* Exercise input *
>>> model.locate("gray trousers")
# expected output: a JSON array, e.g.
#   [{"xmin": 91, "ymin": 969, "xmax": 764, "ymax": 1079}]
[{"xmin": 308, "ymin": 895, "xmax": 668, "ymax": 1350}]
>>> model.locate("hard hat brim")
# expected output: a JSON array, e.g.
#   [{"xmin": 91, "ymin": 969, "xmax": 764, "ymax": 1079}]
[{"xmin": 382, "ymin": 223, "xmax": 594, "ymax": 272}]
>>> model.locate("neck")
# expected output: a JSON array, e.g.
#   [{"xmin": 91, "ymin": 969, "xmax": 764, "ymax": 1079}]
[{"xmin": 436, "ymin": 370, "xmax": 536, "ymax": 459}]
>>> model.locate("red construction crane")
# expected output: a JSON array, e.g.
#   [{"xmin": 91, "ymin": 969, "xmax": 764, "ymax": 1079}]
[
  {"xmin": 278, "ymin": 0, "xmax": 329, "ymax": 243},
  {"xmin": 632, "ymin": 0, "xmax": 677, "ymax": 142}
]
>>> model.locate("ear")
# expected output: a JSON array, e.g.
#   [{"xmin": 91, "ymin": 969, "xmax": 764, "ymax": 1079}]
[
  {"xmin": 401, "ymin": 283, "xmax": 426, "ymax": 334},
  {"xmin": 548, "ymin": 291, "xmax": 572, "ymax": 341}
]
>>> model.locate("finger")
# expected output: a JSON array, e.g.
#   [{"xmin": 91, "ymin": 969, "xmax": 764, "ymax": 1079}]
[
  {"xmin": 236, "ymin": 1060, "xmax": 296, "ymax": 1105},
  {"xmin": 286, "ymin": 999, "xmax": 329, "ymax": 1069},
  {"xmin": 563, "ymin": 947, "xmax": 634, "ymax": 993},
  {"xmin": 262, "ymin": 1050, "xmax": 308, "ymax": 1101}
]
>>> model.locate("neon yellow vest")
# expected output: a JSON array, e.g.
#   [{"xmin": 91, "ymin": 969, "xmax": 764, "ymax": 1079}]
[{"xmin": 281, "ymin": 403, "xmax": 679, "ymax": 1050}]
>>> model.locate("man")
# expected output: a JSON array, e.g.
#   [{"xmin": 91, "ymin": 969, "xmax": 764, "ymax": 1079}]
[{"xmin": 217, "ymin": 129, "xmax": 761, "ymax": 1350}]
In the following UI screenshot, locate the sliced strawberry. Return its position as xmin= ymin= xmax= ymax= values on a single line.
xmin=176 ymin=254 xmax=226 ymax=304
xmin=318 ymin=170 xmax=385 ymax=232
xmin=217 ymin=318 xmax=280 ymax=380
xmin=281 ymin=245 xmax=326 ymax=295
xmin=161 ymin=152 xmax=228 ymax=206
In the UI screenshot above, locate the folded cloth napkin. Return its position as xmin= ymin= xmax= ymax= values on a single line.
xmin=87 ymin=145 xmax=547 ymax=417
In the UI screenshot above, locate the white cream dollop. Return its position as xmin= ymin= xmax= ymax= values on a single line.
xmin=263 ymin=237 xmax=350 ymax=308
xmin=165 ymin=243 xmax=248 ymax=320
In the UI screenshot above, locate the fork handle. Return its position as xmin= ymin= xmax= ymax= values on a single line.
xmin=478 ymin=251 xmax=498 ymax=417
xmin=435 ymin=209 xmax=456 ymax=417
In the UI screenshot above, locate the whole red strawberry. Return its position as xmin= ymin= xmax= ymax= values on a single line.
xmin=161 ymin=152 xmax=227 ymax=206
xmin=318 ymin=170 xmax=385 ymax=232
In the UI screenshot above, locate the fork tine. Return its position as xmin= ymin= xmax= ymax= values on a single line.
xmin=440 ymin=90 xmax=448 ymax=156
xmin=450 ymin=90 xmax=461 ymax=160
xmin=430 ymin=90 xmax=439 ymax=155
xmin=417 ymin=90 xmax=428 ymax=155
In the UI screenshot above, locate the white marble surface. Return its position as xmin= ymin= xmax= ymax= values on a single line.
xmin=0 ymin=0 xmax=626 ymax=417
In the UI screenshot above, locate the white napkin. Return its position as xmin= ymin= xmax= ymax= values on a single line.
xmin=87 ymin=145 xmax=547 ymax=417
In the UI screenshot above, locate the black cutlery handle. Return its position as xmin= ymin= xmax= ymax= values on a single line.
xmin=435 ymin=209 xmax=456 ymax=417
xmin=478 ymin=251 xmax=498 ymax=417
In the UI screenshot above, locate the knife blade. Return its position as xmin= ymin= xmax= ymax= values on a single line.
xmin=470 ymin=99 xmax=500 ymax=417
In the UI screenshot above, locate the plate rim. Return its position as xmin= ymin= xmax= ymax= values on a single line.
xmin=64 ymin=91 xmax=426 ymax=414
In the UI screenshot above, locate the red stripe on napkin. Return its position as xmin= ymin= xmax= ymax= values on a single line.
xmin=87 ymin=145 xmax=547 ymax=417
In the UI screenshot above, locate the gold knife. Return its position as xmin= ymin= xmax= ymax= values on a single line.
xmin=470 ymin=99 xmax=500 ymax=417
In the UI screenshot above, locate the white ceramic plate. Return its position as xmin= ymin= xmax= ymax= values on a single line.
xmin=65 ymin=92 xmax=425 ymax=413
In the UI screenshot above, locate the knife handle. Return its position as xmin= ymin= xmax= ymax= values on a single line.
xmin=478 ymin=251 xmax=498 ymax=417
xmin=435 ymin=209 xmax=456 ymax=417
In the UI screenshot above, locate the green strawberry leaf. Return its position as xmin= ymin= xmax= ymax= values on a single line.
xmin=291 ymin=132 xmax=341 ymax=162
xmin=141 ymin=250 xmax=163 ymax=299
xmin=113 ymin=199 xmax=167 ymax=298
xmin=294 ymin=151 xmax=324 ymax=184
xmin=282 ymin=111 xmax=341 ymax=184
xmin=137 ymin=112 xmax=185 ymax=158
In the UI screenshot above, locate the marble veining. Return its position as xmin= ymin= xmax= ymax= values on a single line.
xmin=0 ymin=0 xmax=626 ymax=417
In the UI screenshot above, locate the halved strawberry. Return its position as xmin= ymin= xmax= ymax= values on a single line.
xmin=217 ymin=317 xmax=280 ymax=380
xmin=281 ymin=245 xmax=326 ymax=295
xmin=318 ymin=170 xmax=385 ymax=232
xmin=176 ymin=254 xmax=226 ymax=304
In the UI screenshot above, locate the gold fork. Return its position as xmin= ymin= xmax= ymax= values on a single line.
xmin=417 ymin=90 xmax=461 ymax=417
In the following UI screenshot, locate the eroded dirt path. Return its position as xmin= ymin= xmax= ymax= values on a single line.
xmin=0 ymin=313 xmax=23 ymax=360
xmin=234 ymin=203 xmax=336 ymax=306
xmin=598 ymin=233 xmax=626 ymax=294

* Aim *
Pull out every line of the data above that contains the word "gold", matching uppercase and lowercase exactly.

* Answer for this exercise *
In the UI screenshot above, locate the gold knife. Return its position as xmin= ymin= xmax= ymax= values on a single line.
In the UI screenshot above, locate the gold fork. Return its position as xmin= ymin= xmax= ymax= values on a single line.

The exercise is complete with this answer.